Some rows
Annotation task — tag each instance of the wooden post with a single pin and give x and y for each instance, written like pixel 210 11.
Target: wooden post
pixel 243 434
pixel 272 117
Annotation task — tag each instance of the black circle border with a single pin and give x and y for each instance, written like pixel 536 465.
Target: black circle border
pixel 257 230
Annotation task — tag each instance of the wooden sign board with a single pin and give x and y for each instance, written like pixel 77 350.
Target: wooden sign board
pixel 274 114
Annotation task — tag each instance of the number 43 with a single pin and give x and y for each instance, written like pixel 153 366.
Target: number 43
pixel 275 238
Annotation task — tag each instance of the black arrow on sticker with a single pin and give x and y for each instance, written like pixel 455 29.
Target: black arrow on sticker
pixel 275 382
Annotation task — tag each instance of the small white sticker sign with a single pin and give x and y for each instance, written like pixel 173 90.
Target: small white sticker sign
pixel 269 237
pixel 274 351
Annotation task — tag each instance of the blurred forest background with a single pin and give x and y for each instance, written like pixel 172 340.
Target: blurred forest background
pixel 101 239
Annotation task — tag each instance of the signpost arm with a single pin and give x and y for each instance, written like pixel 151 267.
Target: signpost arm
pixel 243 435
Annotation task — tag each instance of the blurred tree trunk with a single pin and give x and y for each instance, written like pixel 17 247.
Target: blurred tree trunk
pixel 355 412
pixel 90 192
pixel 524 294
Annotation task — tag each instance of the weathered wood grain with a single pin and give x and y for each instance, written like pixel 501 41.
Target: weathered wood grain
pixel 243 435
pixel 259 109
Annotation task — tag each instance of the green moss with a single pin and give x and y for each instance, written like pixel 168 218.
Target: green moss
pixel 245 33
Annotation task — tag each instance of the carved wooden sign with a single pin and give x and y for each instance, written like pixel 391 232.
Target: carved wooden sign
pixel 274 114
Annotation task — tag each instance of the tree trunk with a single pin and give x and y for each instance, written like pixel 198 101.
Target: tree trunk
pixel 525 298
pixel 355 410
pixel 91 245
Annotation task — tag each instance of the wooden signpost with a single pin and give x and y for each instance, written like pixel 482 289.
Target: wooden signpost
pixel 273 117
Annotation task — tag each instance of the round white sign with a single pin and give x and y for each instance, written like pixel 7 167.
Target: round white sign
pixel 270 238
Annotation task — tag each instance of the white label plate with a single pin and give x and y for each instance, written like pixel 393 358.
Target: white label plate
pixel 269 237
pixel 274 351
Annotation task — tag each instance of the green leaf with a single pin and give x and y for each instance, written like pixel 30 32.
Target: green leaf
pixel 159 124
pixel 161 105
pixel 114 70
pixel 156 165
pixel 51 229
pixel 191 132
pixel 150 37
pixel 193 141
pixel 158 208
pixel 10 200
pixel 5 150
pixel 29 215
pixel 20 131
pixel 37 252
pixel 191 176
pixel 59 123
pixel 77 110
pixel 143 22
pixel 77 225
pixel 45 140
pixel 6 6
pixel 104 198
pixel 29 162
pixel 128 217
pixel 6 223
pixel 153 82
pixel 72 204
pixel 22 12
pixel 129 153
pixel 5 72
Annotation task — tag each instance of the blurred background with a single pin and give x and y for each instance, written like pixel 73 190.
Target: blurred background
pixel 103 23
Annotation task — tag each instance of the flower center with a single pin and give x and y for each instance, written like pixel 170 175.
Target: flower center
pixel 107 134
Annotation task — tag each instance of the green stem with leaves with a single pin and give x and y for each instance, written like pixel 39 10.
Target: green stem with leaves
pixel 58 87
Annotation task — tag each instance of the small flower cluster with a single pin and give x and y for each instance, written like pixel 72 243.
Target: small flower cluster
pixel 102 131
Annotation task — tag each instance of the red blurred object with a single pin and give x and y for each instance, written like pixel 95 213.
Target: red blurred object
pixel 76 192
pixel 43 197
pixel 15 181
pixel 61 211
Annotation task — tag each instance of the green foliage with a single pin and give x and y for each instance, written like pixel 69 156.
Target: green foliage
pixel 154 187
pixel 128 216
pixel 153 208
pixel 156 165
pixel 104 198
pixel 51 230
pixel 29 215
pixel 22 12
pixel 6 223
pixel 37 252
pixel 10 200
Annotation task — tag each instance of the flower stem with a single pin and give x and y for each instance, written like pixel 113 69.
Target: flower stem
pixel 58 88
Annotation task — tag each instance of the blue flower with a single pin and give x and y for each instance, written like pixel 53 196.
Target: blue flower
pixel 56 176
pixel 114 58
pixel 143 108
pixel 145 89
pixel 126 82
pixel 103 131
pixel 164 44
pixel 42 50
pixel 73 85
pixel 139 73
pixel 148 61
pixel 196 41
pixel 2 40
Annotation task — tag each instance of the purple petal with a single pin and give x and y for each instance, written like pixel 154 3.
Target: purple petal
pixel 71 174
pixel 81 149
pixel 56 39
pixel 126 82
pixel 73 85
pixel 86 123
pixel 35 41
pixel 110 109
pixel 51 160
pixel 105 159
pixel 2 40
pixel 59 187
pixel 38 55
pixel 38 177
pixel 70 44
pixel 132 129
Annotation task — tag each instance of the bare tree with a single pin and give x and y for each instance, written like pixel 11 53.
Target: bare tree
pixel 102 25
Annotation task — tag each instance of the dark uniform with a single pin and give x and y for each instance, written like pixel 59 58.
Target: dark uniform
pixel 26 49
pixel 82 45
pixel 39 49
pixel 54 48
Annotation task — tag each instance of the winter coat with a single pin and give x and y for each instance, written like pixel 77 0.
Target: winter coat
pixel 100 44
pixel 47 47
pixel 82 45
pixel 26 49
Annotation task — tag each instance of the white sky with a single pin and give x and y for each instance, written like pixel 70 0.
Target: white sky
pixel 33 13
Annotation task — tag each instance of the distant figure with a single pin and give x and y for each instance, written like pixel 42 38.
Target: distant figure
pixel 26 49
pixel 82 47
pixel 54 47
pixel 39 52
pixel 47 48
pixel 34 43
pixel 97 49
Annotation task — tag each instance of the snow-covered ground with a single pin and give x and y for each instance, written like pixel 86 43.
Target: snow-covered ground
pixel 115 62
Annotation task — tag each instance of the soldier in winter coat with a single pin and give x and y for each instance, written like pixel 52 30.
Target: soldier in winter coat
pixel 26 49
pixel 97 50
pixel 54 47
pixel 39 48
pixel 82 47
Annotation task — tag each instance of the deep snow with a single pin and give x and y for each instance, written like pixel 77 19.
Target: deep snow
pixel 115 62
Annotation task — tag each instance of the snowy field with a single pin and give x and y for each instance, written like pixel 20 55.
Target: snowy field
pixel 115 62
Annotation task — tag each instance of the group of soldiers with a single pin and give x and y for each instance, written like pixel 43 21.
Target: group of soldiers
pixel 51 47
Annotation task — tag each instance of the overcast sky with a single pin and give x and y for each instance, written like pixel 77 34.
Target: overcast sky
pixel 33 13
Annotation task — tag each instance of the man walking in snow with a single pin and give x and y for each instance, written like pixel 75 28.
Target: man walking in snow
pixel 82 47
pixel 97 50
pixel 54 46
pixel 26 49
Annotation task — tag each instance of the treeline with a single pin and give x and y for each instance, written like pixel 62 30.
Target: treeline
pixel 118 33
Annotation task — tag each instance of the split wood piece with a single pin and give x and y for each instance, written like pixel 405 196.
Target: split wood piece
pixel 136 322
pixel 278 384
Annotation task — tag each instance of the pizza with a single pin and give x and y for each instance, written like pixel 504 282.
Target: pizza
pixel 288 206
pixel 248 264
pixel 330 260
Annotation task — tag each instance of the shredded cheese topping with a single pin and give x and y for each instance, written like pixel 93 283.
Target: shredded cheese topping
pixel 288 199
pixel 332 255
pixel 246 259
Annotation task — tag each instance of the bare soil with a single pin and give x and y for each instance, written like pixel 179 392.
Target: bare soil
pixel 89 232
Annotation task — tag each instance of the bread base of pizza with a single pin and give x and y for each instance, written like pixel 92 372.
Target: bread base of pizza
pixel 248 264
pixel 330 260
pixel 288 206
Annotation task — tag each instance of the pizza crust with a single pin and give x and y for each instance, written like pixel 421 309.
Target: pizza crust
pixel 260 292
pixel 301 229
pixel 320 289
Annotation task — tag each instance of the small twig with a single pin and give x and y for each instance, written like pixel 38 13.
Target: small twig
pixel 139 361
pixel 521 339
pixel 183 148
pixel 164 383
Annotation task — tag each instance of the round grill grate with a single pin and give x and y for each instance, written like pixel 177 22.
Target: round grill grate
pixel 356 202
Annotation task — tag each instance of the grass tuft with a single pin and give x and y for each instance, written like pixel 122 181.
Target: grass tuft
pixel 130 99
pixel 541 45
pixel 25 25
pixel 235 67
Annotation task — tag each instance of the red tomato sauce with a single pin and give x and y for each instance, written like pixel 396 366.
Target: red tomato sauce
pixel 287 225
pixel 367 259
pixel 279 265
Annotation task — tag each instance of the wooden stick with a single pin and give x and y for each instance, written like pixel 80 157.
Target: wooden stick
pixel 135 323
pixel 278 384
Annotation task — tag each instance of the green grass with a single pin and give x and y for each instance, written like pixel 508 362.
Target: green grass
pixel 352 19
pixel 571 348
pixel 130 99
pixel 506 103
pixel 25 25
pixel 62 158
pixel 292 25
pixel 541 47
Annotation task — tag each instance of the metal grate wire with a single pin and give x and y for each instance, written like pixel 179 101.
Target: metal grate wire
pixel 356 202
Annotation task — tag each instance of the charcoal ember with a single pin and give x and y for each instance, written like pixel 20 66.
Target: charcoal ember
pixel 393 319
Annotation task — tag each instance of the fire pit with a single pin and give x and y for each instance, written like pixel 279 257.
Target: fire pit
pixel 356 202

**What is expected:** Rename "purple petal" to "violet petal" in the lines that begin at the one containing "Annotation task — tag each instance of the green stem" and stop after the one containing "pixel 102 25", and give those lines again with nothing else changed.

**Answer to this exercise:**
Annotation task — tag each instance of the green stem with leaves with a single pin and give x and y for each instance, written like pixel 39 10.
Target: green stem with leaves
pixel 58 87
Annotation task — tag each instance of the small flower cluster with a single pin and give x and y for each instance, written like pixel 72 243.
Target: small flower cluster
pixel 102 131
Annotation task — tag each instance of the red blurred object with a single pin and give x and y for each instance, written like pixel 95 213.
Target: red blurred object
pixel 76 192
pixel 43 197
pixel 15 181
pixel 61 211
Annotation task — tag each instance of the green foliage with a single pin and give x and y for each instance, written like pixel 69 156.
Target: green foliage
pixel 154 187
pixel 128 216
pixel 153 208
pixel 156 165
pixel 104 198
pixel 51 230
pixel 29 215
pixel 22 12
pixel 6 223
pixel 37 252
pixel 10 200
Annotation task — tag each instance of the flower stem with a single pin and give x and y for each instance, written like pixel 113 69.
Target: flower stem
pixel 58 88
Annotation task — tag each instance of the blue flower with a single pin and give x and y for each instance, written like pixel 53 196.
Target: blue flower
pixel 56 176
pixel 114 58
pixel 143 108
pixel 145 89
pixel 126 82
pixel 103 131
pixel 164 44
pixel 42 50
pixel 73 85
pixel 139 73
pixel 148 61
pixel 196 41
pixel 2 40
Annotation task — tag each instance of the violet petal with a single pin and give x and y for each instance, written like pixel 154 3.
Target: violet petal
pixel 71 174
pixel 81 149
pixel 56 39
pixel 126 82
pixel 73 85
pixel 86 123
pixel 35 41
pixel 110 109
pixel 51 160
pixel 105 159
pixel 2 40
pixel 59 187
pixel 38 55
pixel 38 177
pixel 70 44
pixel 132 129
Annotation task — tag each instance of the bare tree with a single pin and give x and y for each instance, written like pixel 11 53.
Target: bare tree
pixel 102 25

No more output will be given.